-- Prompt --
Find every line in the entries that contains the word "tail" and copy each one. Case counts.
■ ■ ■ ■ ■ ■ ■
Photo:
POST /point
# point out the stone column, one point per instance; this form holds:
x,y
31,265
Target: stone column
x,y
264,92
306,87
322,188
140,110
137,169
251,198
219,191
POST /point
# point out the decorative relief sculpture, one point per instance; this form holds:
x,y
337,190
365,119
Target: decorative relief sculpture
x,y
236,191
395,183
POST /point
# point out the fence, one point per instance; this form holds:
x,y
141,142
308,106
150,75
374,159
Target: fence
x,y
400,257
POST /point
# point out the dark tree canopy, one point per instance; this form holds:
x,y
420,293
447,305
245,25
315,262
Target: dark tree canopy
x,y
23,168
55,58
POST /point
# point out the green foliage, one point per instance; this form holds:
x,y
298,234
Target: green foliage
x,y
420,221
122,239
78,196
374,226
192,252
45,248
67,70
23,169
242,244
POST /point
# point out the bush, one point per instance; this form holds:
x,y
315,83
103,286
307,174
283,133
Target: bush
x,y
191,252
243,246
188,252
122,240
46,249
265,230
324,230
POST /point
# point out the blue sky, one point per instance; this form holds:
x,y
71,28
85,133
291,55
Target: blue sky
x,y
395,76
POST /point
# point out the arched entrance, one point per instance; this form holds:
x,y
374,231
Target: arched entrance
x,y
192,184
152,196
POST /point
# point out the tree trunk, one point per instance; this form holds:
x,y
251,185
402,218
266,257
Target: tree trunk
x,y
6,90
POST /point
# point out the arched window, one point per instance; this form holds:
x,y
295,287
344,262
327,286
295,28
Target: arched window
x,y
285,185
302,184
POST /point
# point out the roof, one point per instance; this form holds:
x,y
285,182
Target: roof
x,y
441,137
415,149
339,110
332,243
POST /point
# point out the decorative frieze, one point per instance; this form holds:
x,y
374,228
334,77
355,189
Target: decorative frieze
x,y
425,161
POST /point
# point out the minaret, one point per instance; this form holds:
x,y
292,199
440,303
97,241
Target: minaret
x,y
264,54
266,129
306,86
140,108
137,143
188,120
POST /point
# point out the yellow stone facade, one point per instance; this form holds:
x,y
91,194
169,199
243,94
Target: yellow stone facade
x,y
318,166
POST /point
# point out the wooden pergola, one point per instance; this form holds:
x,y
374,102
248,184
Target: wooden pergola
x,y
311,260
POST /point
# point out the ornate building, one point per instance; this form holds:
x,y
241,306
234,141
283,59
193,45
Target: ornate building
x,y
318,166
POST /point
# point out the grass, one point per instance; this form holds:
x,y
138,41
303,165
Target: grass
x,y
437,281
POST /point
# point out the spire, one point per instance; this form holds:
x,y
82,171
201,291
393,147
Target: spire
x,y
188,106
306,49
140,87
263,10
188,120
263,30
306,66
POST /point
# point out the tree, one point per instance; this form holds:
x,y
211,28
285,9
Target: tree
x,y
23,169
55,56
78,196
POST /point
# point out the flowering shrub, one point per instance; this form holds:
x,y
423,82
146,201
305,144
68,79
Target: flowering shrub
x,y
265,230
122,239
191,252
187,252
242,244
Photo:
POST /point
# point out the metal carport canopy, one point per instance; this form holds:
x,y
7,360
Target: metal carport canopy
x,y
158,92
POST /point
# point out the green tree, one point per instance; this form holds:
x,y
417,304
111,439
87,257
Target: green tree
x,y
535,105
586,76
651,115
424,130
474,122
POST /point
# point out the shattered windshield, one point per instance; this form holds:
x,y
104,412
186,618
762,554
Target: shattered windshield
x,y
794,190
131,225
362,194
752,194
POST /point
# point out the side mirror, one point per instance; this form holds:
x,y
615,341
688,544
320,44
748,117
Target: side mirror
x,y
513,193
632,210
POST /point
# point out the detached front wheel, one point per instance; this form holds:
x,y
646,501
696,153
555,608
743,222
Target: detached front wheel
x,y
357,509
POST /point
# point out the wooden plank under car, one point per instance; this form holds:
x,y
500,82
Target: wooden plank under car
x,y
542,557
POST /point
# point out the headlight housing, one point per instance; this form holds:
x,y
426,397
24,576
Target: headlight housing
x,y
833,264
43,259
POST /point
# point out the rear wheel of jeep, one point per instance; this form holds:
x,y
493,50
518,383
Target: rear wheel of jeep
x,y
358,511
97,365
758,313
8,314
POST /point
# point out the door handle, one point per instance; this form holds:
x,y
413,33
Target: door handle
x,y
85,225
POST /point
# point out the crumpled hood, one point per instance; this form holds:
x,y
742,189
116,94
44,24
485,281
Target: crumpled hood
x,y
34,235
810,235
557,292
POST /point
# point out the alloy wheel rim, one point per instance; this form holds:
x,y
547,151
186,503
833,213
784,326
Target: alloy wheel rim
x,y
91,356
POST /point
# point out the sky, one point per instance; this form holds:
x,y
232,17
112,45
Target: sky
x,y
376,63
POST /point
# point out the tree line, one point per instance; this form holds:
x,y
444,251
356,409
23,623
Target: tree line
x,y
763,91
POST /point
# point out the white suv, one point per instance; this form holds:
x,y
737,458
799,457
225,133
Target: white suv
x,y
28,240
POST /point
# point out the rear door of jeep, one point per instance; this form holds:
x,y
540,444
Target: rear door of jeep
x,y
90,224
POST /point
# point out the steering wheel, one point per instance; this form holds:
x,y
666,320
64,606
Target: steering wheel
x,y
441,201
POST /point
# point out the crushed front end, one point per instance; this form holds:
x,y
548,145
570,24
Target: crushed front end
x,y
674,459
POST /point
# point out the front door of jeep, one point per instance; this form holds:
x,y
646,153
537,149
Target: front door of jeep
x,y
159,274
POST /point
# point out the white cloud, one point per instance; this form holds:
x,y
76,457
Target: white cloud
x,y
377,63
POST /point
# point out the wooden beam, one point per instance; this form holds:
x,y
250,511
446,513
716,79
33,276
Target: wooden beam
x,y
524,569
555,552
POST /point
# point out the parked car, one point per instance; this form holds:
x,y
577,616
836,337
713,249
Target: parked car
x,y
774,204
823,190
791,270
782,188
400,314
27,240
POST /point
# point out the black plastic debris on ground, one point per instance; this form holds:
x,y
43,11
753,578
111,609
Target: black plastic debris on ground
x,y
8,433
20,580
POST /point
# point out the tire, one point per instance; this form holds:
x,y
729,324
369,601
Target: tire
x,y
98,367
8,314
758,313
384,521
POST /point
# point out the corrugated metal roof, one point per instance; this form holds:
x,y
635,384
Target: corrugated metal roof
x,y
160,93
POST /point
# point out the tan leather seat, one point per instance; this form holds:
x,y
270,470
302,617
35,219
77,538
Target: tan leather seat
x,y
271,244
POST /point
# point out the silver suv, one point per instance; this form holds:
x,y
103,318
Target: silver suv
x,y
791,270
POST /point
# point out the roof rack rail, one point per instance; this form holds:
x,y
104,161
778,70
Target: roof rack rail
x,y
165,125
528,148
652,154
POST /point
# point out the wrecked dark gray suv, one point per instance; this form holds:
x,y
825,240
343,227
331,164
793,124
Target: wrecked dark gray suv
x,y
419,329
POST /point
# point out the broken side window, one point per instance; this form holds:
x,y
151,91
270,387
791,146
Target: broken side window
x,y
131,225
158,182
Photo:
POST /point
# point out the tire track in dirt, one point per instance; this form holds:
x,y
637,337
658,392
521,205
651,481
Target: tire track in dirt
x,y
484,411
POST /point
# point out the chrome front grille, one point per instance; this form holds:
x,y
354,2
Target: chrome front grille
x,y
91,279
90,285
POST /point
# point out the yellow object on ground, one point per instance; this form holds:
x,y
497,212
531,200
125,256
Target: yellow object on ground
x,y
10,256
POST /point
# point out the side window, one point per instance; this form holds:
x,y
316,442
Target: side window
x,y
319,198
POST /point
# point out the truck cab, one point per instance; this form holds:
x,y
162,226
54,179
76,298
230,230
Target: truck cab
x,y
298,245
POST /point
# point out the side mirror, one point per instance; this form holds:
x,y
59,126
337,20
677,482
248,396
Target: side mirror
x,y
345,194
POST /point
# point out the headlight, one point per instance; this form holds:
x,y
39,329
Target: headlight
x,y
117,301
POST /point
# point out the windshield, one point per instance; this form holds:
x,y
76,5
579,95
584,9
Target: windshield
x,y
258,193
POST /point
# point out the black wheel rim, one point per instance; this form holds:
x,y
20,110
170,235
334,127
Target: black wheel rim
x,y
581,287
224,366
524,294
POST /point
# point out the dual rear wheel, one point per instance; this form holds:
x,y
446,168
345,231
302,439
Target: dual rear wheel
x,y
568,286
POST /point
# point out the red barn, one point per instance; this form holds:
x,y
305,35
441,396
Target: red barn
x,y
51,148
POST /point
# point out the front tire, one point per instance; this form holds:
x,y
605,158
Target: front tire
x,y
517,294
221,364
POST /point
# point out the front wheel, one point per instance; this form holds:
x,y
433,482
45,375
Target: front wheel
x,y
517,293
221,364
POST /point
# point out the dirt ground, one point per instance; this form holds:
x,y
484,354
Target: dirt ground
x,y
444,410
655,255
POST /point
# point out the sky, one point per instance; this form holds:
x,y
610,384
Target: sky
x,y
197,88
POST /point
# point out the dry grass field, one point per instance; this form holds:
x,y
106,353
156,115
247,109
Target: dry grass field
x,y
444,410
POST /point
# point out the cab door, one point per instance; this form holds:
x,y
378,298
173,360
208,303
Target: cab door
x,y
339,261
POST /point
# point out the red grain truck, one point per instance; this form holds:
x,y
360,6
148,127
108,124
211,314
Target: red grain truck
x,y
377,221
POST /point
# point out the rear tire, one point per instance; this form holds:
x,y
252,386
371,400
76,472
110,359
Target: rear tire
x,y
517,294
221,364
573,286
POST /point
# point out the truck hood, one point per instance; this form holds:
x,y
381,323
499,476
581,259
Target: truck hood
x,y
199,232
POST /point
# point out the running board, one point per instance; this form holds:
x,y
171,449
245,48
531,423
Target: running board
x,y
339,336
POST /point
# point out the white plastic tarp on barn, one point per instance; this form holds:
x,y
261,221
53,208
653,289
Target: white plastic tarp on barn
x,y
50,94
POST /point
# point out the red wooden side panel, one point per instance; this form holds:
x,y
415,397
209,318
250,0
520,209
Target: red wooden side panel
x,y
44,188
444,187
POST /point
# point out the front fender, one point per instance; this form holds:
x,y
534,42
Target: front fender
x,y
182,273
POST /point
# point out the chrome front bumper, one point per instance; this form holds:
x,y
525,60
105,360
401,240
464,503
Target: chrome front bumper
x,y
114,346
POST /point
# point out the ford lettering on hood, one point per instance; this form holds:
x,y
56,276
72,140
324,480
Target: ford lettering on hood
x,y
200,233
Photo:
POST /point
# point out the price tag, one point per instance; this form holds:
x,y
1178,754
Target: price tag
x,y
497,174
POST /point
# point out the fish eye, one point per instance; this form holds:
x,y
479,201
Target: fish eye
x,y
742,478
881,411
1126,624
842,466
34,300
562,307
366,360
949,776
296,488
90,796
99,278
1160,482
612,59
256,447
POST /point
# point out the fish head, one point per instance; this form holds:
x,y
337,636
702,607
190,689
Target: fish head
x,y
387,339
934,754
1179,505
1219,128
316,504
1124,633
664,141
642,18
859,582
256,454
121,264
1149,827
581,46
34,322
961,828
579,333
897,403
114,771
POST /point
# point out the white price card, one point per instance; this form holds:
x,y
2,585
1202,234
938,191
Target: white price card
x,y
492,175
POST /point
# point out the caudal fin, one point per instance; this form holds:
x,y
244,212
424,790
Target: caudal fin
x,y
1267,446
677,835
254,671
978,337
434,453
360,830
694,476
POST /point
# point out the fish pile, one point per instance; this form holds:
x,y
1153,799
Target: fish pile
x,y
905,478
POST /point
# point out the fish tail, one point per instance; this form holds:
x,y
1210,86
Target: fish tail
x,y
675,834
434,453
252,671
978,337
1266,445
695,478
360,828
■ ■ ■ ■ ■ ■ ■
-- Exercise result --
# point out the fish tail, one point per instance; this form holds:
Target: fish tail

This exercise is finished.